_Request A_
Quote the records verbatim, beginning at the line that contains "the flag, returned" and stopping after the final line of the records.
_Request B_
Carry on the text about the pfnmap tests from the point where it ends.

_Text_
--- Start ---
These tests will only run when /dev/mem access to the first two pages
in physical address space is possible and allowed; otherwise, the tests
are skipped.
On current x86-64 with PAT inside a VM, all tests pass:
TAP version 13
1..6
# Starting 6 tests from 1 test cases.
# RUN pfnmap.madvise_disallowed ...
# OK pfnmap.madvise_disallowed
ok 1 pfnmap.madvise_disallowed
# RUN pfnmap.munmap_split ...
# OK pfnmap.munmap_split
ok 2 pfnmap.munmap_split
# RUN pfnmap.mremap_fixed ...
# OK pfnmap.mremap_fixed
ok 3 pfnmap.mremap_fixed
# RUN pfnmap.mremap_shrink ...
# OK pfnmap.mremap_shrink
ok 4 pfnmap.mremap_shrink
# RUN pfnmap.mremap_expand ...
# OK pfnmap.mremap_expand
ok 5 pfnmap.mremap_expand
# RUN pfnmap.fork ...
# OK pfnmap.fork
ok 6 pfnmap.fork
# PASSED: 6 / 6 tests passed.
# Totals: pass:6 fail:0 xfail:0 xpass:0 skip:0 error:0
However, we are able to trigger:
[ 27.888251] x86/PAT: pfnmap:1790 freeing invalid memtype [mem 0x00000000-0x00000fff]
There are probably more things worth testing in the future, such as
MAP_PRIVATE handling. But this set of tests is sufficient to cover most of
the things we will rework regarding PAT handling.
--- End ---
Pointing dataset records
--- Start ---
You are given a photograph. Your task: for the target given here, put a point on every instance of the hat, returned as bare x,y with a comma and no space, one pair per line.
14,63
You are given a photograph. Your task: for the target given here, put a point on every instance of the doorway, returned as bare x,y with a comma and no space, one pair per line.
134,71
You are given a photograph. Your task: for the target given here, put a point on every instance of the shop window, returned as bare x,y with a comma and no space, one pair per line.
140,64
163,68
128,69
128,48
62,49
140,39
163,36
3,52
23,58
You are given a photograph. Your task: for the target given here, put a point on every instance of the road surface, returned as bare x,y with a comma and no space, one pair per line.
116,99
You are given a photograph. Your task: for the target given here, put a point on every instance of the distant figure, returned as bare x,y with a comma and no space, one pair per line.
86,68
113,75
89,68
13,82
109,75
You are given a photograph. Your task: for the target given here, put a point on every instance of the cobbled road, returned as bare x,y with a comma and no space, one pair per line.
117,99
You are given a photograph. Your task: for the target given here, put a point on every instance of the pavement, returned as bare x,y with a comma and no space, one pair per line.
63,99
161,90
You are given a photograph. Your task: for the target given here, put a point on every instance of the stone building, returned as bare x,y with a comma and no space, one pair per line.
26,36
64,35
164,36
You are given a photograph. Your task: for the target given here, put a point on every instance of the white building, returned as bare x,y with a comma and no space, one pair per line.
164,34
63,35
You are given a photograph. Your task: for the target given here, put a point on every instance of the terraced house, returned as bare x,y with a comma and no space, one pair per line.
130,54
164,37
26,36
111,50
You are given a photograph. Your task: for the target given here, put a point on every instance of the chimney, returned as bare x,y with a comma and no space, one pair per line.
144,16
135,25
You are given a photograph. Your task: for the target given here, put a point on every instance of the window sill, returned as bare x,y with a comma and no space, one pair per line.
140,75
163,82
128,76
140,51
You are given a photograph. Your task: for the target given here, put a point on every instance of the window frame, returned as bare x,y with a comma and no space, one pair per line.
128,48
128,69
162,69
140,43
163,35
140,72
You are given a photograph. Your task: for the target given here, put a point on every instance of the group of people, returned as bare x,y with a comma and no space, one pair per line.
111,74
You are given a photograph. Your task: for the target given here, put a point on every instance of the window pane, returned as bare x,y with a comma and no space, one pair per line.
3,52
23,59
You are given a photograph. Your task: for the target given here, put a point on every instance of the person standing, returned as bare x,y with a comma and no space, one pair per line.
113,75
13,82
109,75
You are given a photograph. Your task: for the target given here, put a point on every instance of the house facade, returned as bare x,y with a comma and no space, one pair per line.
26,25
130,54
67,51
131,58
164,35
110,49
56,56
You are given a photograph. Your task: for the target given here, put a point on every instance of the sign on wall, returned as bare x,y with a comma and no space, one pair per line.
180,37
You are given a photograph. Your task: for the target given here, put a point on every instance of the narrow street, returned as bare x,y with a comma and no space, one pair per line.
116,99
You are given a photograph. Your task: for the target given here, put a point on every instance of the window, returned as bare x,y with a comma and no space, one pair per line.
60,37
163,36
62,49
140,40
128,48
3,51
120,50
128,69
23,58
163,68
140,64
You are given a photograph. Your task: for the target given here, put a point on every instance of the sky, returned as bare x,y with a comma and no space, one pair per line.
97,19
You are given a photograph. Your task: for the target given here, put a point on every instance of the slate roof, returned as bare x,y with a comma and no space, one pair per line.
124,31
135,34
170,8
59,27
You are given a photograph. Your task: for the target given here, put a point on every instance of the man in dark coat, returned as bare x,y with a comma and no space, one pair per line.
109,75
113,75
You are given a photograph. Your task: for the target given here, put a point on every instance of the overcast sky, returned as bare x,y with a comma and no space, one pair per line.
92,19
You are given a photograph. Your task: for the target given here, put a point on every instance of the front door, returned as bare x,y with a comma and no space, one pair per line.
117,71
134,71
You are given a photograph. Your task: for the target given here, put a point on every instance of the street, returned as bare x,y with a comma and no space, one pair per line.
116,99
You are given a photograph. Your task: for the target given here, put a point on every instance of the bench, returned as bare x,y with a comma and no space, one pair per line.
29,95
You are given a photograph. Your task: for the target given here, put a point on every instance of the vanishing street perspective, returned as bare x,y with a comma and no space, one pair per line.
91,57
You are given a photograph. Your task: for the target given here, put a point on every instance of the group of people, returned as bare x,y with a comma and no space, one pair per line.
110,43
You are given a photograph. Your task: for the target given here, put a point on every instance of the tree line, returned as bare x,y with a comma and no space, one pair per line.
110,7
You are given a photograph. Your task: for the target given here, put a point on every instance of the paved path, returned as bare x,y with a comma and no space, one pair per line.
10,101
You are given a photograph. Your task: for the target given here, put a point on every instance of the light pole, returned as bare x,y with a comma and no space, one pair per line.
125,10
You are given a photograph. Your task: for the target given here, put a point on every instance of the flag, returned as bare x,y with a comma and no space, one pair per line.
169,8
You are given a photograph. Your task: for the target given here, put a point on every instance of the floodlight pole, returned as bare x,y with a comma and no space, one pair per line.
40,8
--- End ---
_Task output A_
You are given a photograph. Your task: for the target given here, put a point on every instance of the flag, returned as bare x,y with a comma and no space, one pair per line.
169,8
You are given a photograph. Your task: for the target given here, put a point on every instance of the floodlight pole, returned as bare x,y with a comma and no space, one pair per line.
40,8

_Task output B_
Cc: Andrew Morton <akpm(a)linux-foundation.org>
Cc: Shuah Khan <shuah(a)kernel.org>
Cc: Lorenzo Stoakes <lorenzo.stoakes(a)oracle.com>
Cc: Ingo Molnar <mingo(a)redhat.com>
Cc: Peter Xu <peterx(a)redhat.com>
Cc: Dev Jain <dev.jain(a)arm.com>
Signed-off-by: David Hildenbrand <david(a)redhat.com>
---
Hopefully I didn't miss any review feedback.
v1 -> v2:
* Rewrite using kselftest_harness, which simplifies a lot of things
* Add to .gitignore and run_vmtests.sh
* Register signal handler on demand
* Use volatile trick to force a read (not factoring out FORCE_READ just yet)
* Drop mprotect() test case
* Add some more comments why we test certain things
* Use NULL for mmap() first parameter instead of 0
* Smaller fixes
---
tools/testing/selftests/mm/.gitignore | 1 +
tools/testing/selftests/mm/Makefile | 1 +
tools/testing/selftests/mm/pfnmap.c | 196 ++++++++++++++++++++++
tools/testing/selftests/mm/run_vmtests.sh | 4 +
4 files changed, 202 insertions(+)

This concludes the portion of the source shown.